◆ **Direction**: Reproduce every one of the records below word for word, keeping each line unchanged and in its original order.
★ ★ ★ ★
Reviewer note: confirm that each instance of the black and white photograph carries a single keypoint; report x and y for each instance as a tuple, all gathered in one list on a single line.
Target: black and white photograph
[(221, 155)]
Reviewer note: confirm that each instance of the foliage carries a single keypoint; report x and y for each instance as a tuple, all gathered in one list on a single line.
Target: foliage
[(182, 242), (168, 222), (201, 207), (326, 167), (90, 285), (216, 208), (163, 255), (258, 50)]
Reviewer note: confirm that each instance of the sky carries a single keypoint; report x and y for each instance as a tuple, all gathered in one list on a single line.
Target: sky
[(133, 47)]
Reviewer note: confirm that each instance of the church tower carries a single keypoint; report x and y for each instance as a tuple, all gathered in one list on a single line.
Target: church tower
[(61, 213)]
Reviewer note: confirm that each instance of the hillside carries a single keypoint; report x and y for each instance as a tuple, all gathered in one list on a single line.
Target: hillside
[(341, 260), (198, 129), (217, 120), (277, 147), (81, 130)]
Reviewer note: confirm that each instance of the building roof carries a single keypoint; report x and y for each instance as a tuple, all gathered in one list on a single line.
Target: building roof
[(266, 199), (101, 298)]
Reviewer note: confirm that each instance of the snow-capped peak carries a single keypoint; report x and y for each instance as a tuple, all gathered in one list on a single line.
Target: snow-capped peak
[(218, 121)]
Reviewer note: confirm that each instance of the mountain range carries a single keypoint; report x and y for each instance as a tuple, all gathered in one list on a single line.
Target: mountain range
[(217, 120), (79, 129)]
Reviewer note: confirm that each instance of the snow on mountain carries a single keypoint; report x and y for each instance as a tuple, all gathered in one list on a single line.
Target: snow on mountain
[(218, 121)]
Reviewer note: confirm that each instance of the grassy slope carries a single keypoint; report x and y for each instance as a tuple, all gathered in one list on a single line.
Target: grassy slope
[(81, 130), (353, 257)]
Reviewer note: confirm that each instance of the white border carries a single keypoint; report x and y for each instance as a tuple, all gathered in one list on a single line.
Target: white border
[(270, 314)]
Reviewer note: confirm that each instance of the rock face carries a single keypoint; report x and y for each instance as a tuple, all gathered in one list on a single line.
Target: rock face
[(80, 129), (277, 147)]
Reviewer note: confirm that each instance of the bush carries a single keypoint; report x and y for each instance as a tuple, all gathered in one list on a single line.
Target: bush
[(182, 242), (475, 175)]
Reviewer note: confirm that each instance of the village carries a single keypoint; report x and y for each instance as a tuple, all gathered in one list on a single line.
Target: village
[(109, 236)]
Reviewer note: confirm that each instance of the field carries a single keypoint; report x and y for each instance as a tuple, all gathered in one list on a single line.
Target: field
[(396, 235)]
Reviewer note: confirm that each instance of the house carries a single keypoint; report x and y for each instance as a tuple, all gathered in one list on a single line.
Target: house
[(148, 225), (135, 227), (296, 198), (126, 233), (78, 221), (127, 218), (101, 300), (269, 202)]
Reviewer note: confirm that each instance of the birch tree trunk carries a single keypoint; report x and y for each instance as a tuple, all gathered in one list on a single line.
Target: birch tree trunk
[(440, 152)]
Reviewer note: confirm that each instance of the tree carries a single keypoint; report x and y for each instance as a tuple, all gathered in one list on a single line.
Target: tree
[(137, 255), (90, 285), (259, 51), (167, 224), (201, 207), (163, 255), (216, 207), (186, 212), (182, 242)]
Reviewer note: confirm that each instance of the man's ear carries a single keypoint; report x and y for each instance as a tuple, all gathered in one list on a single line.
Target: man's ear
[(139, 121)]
★ ★ ★ ★
◆ **Answer to the exercise**:
Reviewer note: confirm that each instance of the black and white photograph carries a single keypoint; report x and y for each instance as a tuple, all gathered in one list on a single line.
Target: black and white photograph
[(221, 155)]
Reviewer note: confirm that each instance of the foliage carries a single keypoint; report x and y for each instance as a tuple, all gathered in one list on a single line.
Target: foliage
[(182, 242), (168, 222), (201, 207), (326, 167), (90, 285), (216, 208), (163, 255), (258, 50)]
Reviewer note: confirm that each instance of the sky carries a single keypoint; report x and y for each instance as a tuple, all gathered in one list on a single line.
Target: sky
[(133, 47)]
Reviewer note: confirm that each instance of the church tower carries a single keypoint; report x and y for each instance as a tuple, all gathered in one list on a single line.
Target: church tower
[(61, 213)]
Reviewer note: confirm that each instance of the hillside carries a single keypoint; report x and y for each instance as a tuple, all gathered in one list on a single line.
Target: hillside
[(341, 260), (198, 129), (217, 120), (277, 147), (81, 130)]
Reviewer note: confirm that each instance of the building roof carries a single keypoint; report x and y for each instance as a tuple, all gathered in one list on a single line.
Target: building roof
[(266, 199), (101, 298)]
Reviewer note: confirm that each instance of the snow-capped peak carries a single keypoint; report x and y for each instance as a tuple, all gathered in one list on a single line.
Target: snow-capped peak
[(218, 121)]
Reviewer note: confirm that each instance of the mountain range carries a single keypoint; report x and y for each instance as a tuple, all gathered in one list on a single line.
Target: mountain range
[(217, 120), (79, 129)]
Reviewer note: confirm that each instance of the snow on mountain carries a single keypoint; report x and y for each instance as a tuple, all gathered in one list on a single line.
Target: snow on mountain
[(218, 121)]
Reviewer note: confirm that each instance of the grassy slope carries a single keypoint; report x and y for each instance as a tuple, all gathered in one list on a single line.
Target: grassy slope
[(81, 130), (353, 257)]
Reviewer note: confirm that each instance of the white border carries a single keypoint; report x and y for each instance as a tuple, all gathered in one list on a single line.
Target: white border
[(270, 314)]
Reviewer note: confirm that each instance of the rock face carries a single keypoint; report x and y for each instance as a tuple, all gathered in one list on a single line.
Target: rock face
[(80, 129), (277, 147)]
Reviewer note: confirm that each instance of the bush carries a single keypoint; report x and y for each instance as a tuple, all gathered in one list on a single line.
Target: bush
[(182, 242), (475, 175)]
Reviewer note: confirm that each instance of the village carries a single keypoint; report x and y for each instance as a tuple, all gathered in one list on a single line.
Target: village
[(109, 236)]
Reviewer note: confirm that each instance of the field carries a single keypoint; report x and y for each instance as a tuple, all gathered in one list on a single line.
Target: field
[(396, 235)]
Reviewer note: confirm that each instance of the house carries a single keypoint; report x and y for each instance as a tuple, all gathered in one list on a single line.
Target: house
[(148, 225), (135, 227), (296, 198), (126, 233), (78, 221), (127, 218), (101, 300), (269, 202)]
Reviewer note: confirm that each instance of the birch tree trunk carries a single keypoint; report x and y for each instance as a tuple, all gathered in one list on a single line.
Target: birch tree trunk
[(440, 152)]
Reviewer note: confirm that each instance of the tree carries a single keypoint; report x and y for each instance as a tuple, all gathered in one list on a single line.
Target: tree
[(137, 255), (90, 285), (259, 51), (167, 224), (201, 207), (163, 255), (216, 207), (186, 212), (182, 242)]
Reviewer note: confirm that each instance of the man's ear carries a single keypoint; report x and y for each instance as a tuple, all gathered in one list on a single line.
Target: man's ear
[(139, 121)]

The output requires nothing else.